### YOUR GOAL
Count the lines in the records below that contain the word "strap". Reply with the number alone.

— START —

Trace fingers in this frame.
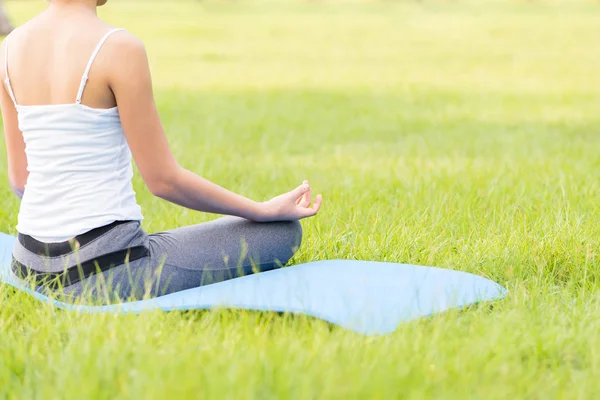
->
[290,181,310,200]
[300,194,323,217]
[298,181,312,207]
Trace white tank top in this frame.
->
[4,29,143,243]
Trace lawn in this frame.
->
[0,0,600,399]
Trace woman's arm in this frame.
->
[0,44,29,198]
[109,32,321,221]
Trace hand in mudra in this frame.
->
[260,181,323,222]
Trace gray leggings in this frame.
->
[13,217,302,303]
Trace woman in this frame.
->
[0,0,322,301]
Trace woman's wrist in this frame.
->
[242,200,270,222]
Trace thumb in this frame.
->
[290,183,310,200]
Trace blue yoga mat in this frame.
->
[0,233,506,335]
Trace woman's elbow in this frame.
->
[10,181,25,199]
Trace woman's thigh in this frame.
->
[66,217,302,302]
[149,217,302,271]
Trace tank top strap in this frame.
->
[75,28,125,104]
[4,34,17,107]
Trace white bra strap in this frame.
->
[4,35,17,107]
[75,28,124,104]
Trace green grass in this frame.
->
[0,0,600,399]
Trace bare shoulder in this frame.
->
[110,30,146,59]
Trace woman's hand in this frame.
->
[257,181,323,222]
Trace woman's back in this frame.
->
[4,7,142,242]
[5,7,119,108]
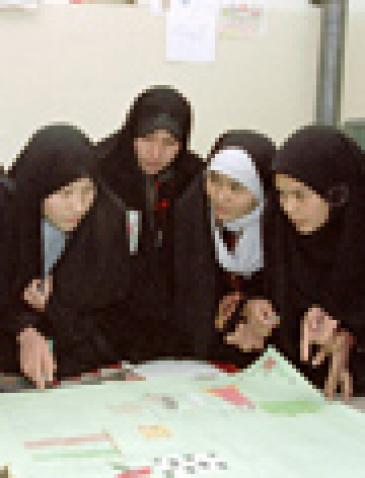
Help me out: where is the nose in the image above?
[72,195,84,216]
[150,143,161,161]
[284,197,298,214]
[217,187,227,203]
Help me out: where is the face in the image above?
[134,129,180,174]
[43,177,96,232]
[206,171,257,222]
[275,174,329,234]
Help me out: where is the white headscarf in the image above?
[208,147,264,278]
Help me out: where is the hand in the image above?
[18,327,56,389]
[215,292,241,330]
[300,306,338,365]
[225,322,265,352]
[225,299,279,352]
[243,299,279,339]
[23,276,53,312]
[324,331,353,401]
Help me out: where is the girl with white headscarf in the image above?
[207,131,275,366]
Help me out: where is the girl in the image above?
[251,126,365,399]
[99,86,214,361]
[3,124,128,388]
[207,131,275,366]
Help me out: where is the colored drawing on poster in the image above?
[207,385,255,408]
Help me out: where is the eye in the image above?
[294,190,305,201]
[60,189,72,199]
[230,183,244,193]
[163,138,176,148]
[208,171,219,186]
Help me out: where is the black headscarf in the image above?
[268,126,365,355]
[14,124,96,288]
[10,124,128,376]
[98,86,201,210]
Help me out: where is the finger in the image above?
[312,347,327,367]
[300,319,309,362]
[44,345,55,382]
[222,293,240,314]
[43,277,51,298]
[342,370,354,402]
[33,350,45,389]
[224,323,244,345]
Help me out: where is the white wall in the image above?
[0,0,365,168]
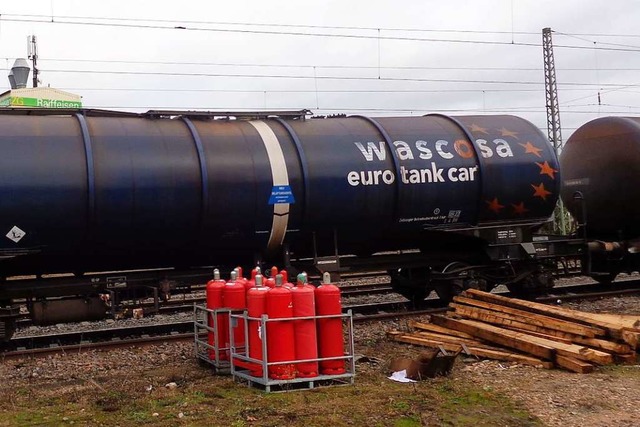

— END —

### RESULT OF THE TASK
2